TASK TO COMPLETE: Rewrite the lines from the one with "Detect ceiling. Return" to the one with "Detect brown line", swapping "children" for "child tags" and leaving everything else untouched.

— Start of ITEMS —

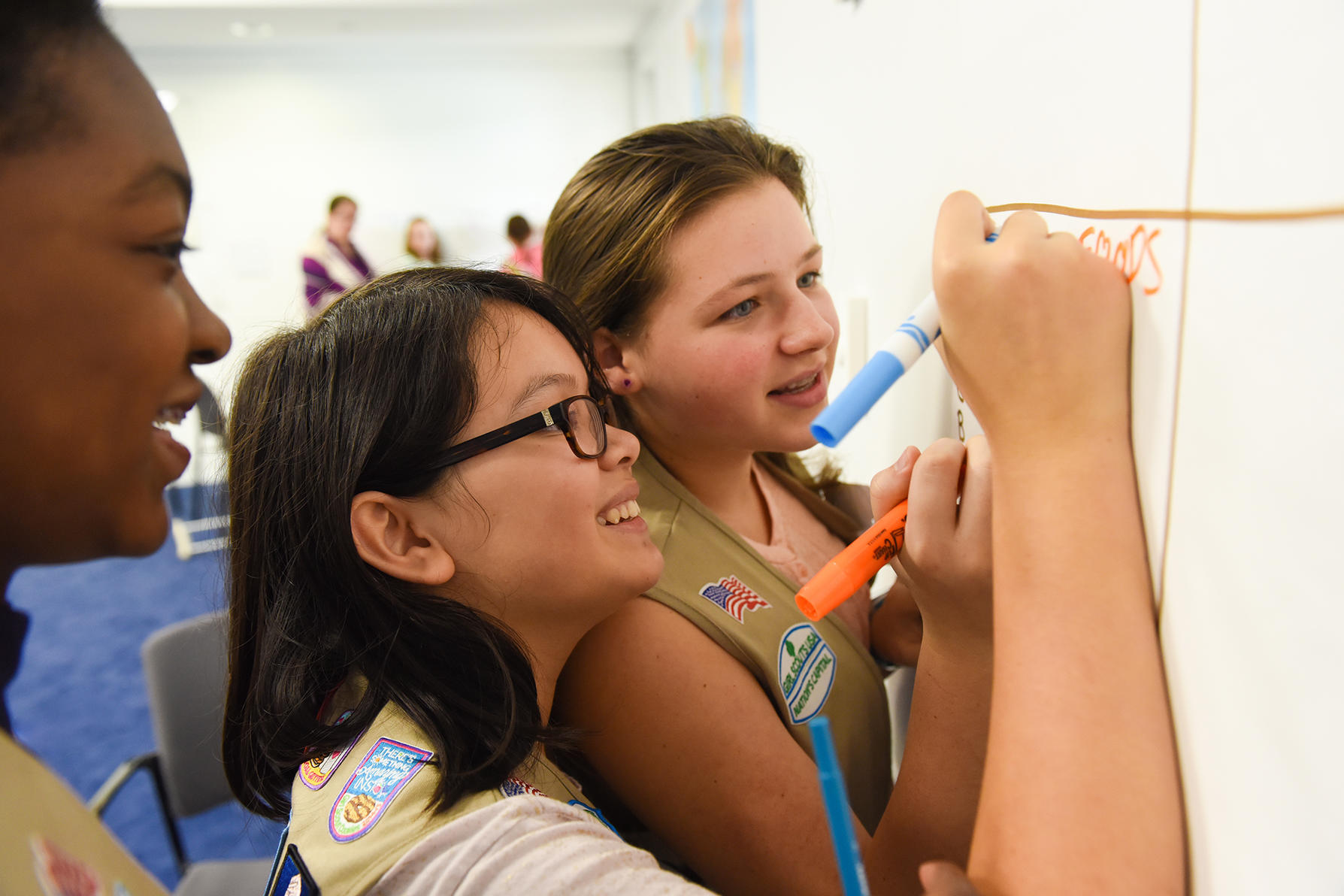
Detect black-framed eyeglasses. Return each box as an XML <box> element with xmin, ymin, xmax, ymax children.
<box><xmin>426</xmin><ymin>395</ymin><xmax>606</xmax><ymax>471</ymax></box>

— End of ITEMS —
— Start of ITEMS —

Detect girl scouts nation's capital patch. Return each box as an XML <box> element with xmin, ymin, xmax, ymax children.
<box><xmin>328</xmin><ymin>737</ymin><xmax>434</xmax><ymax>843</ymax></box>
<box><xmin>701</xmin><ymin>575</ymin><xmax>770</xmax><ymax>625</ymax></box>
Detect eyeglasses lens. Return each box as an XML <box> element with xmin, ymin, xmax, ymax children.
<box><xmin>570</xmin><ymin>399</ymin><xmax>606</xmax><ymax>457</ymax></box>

— End of ITEMS —
— Start of ITEMS —

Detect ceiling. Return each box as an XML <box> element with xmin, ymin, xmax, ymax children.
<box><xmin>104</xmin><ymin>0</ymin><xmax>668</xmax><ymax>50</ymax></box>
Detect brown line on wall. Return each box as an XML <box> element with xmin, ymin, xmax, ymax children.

— End of ITEMS —

WRITTEN ANSWER:
Detect ceiling. Return each box as an XML <box> element with xmin, ymin, xmax, ymax child tags.
<box><xmin>104</xmin><ymin>0</ymin><xmax>668</xmax><ymax>50</ymax></box>
Detect brown line on wall. Return each box as an XML <box> element with xmin, ymin, xmax, ymax child tags.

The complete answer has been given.